----- Available records -----

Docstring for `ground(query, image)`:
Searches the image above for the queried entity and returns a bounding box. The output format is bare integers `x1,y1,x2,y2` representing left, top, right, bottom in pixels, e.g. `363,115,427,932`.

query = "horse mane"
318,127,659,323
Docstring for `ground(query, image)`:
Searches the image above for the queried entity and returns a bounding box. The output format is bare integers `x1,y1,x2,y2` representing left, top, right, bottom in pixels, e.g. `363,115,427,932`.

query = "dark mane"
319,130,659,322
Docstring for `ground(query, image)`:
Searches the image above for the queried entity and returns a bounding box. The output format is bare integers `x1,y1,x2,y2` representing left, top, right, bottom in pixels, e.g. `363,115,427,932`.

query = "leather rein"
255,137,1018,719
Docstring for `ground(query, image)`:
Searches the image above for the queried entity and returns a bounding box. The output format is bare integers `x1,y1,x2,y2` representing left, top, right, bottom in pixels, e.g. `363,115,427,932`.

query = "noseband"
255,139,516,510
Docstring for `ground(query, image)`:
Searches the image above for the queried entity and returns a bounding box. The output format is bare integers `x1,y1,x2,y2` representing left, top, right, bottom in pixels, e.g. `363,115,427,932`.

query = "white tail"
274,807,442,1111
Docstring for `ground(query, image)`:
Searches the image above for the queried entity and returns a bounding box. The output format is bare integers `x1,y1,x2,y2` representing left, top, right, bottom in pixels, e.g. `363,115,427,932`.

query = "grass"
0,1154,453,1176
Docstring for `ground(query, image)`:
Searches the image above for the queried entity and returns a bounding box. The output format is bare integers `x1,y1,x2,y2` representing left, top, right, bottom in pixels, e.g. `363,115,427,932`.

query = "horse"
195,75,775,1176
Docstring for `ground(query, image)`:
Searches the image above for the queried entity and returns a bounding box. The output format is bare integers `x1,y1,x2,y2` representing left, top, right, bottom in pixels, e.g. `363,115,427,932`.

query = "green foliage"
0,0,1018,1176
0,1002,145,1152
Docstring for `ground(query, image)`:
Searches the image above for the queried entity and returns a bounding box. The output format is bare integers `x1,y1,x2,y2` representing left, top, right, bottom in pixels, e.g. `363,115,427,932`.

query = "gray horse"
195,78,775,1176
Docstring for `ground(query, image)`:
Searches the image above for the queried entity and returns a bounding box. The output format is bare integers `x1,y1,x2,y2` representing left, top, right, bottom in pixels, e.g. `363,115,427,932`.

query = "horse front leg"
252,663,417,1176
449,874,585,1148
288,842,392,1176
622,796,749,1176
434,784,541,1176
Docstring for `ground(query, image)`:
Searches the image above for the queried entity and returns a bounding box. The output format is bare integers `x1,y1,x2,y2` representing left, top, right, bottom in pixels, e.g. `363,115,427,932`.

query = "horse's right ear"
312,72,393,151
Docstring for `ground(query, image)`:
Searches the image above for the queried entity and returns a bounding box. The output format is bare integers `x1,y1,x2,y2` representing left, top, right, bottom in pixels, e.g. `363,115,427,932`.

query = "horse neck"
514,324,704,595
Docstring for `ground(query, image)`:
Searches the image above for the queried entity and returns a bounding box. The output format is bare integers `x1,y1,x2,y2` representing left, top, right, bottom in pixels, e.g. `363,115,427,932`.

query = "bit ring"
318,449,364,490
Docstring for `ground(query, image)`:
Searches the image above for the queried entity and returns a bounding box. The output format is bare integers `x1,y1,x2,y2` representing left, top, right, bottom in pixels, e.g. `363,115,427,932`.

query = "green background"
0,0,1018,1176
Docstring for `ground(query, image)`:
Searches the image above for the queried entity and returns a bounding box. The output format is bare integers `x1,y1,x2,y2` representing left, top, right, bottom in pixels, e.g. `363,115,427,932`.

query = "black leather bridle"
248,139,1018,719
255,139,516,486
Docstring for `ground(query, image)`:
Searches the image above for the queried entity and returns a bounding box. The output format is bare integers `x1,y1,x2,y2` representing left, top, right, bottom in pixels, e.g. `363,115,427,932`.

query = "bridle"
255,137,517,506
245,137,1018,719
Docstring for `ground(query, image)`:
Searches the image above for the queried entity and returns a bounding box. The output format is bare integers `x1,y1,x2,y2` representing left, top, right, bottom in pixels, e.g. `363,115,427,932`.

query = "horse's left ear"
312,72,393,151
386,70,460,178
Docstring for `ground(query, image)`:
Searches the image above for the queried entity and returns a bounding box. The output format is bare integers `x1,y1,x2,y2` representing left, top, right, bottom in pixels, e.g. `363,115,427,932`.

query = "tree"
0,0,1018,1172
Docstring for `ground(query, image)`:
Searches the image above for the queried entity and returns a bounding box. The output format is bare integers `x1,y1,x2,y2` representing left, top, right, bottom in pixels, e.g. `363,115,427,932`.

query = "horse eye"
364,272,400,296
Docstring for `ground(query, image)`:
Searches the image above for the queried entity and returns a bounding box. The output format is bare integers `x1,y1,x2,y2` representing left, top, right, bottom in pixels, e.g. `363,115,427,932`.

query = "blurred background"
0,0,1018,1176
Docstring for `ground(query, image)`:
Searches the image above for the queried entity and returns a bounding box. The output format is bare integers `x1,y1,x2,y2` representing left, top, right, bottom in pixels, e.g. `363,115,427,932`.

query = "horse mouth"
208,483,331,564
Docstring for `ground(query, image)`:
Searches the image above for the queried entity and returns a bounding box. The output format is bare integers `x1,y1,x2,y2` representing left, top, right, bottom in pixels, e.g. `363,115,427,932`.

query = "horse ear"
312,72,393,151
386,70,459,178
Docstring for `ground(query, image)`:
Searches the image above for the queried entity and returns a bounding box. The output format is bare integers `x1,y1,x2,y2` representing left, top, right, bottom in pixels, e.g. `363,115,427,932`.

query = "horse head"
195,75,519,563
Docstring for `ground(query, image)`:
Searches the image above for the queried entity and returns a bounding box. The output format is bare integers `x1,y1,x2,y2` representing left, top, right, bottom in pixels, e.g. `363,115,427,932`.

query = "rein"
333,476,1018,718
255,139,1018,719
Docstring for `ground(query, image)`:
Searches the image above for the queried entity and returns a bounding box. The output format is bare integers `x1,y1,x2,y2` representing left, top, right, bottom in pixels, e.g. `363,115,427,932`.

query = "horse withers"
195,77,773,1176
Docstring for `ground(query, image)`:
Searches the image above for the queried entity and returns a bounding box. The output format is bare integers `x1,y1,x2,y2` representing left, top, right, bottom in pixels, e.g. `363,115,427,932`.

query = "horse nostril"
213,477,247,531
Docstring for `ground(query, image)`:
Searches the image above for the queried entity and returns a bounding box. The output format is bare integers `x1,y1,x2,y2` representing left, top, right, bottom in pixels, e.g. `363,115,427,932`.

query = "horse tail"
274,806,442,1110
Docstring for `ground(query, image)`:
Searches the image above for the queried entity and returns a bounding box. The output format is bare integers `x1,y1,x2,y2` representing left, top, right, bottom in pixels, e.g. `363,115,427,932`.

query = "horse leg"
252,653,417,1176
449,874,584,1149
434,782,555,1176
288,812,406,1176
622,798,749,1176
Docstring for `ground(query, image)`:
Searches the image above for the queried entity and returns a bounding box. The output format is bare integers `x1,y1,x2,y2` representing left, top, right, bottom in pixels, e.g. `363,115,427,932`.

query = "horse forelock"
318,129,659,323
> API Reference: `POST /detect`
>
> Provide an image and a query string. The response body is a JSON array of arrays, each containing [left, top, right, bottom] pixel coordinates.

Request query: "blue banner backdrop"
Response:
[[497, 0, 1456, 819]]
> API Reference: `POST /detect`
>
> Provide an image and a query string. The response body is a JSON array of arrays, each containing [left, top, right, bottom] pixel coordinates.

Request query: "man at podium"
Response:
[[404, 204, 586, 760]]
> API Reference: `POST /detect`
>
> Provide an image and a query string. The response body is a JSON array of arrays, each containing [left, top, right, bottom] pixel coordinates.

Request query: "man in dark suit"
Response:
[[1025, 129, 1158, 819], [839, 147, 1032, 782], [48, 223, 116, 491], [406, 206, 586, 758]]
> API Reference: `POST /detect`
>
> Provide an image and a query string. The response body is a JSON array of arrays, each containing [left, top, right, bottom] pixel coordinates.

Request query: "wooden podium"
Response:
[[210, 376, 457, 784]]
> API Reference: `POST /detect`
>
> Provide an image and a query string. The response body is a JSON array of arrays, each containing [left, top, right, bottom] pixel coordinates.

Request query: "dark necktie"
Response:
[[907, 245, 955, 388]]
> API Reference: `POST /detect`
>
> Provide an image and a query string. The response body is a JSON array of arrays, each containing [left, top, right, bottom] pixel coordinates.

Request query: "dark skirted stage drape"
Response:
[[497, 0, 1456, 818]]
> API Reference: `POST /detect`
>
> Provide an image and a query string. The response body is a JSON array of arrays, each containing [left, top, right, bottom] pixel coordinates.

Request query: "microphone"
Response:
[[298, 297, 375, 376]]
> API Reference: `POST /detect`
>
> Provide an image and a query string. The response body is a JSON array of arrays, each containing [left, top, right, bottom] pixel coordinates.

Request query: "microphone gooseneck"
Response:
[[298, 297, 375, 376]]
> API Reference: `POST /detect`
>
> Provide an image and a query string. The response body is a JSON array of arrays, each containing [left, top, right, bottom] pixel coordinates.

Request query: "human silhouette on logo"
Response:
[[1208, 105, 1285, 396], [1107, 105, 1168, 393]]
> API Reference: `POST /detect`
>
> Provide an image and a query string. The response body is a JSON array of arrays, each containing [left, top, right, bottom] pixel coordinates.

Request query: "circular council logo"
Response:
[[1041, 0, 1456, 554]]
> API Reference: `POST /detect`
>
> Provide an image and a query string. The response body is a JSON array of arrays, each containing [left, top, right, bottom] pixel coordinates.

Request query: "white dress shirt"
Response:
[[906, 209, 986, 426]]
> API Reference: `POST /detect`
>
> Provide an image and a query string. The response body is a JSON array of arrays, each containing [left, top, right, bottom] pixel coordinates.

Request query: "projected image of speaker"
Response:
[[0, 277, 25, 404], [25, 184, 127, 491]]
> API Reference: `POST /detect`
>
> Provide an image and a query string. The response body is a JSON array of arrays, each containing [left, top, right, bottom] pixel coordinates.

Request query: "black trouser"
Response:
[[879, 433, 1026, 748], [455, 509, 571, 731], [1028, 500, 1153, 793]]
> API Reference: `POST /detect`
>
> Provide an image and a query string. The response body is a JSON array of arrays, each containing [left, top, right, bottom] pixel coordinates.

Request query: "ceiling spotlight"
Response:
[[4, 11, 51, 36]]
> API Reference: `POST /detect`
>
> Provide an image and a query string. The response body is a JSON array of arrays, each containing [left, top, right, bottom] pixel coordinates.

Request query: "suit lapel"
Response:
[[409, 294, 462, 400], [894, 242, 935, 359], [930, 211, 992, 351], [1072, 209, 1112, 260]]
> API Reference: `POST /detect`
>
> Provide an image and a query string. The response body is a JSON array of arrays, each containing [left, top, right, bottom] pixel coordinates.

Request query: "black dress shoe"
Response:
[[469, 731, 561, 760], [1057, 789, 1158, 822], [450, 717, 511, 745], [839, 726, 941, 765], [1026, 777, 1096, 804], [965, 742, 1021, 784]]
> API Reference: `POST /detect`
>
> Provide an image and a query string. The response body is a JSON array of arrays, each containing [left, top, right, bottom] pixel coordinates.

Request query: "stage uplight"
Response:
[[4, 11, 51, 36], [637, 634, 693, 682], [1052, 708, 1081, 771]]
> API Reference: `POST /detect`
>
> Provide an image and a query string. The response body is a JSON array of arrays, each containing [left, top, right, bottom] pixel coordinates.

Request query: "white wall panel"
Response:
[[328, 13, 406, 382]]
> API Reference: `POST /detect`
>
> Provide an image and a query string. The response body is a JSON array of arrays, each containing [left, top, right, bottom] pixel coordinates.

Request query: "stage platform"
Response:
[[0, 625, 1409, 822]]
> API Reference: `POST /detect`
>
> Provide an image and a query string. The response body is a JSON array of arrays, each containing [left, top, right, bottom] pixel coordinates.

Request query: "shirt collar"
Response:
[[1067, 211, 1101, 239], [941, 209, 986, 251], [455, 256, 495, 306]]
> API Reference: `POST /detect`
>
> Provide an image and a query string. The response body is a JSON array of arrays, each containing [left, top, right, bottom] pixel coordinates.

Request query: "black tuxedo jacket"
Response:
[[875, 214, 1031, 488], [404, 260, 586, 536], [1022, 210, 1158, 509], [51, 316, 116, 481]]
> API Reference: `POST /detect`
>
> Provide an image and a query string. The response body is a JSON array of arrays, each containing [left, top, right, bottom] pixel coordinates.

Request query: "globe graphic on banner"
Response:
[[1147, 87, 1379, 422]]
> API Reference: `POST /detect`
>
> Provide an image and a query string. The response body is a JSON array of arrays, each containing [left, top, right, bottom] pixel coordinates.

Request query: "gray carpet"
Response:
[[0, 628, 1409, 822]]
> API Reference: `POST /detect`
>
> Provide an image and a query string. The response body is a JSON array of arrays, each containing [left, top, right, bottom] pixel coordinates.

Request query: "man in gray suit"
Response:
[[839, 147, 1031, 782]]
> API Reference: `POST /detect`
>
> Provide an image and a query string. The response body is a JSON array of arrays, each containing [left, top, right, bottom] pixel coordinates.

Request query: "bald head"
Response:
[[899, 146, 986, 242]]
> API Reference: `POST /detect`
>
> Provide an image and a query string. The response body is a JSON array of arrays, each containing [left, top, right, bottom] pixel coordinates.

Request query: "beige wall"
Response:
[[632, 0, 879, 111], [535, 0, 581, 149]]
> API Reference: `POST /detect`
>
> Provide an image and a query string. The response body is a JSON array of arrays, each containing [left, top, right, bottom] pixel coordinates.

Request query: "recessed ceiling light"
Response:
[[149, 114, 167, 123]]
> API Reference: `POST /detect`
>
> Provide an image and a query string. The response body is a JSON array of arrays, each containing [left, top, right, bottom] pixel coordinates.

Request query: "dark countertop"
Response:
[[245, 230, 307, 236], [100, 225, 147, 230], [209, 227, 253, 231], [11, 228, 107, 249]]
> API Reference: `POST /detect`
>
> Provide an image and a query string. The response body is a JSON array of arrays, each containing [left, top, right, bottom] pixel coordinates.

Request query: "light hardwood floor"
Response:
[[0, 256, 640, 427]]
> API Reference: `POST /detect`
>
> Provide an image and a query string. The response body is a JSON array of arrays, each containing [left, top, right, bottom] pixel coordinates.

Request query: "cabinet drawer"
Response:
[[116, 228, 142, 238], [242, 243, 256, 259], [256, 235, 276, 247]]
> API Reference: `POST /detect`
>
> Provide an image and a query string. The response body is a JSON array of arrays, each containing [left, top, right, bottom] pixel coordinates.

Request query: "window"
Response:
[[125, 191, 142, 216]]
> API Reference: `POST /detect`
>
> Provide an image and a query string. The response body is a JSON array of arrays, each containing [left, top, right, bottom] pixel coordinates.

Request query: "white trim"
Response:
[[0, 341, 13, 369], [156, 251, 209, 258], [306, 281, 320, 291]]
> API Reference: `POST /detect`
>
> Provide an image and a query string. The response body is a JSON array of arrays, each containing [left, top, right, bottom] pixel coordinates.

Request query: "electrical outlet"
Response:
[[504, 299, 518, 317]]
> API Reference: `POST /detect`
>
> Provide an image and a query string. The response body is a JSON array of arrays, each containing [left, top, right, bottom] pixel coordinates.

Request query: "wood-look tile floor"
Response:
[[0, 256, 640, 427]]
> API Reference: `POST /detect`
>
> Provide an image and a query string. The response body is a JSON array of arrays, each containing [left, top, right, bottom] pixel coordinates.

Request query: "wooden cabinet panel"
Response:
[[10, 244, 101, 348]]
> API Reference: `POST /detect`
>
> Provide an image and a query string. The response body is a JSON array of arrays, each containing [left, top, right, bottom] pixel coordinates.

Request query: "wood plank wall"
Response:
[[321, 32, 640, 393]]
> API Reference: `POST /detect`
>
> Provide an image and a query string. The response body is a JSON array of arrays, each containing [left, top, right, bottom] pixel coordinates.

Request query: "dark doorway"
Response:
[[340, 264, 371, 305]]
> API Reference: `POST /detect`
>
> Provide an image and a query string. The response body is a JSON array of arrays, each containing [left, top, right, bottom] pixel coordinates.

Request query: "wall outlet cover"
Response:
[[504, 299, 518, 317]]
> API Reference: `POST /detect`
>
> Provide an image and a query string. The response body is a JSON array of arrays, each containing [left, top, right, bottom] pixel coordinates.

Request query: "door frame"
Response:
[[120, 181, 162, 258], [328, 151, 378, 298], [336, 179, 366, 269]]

-----

_Job:_ How many of the lines above contain the word "black"? Reply with the number alone.

_Complete answer:_ 4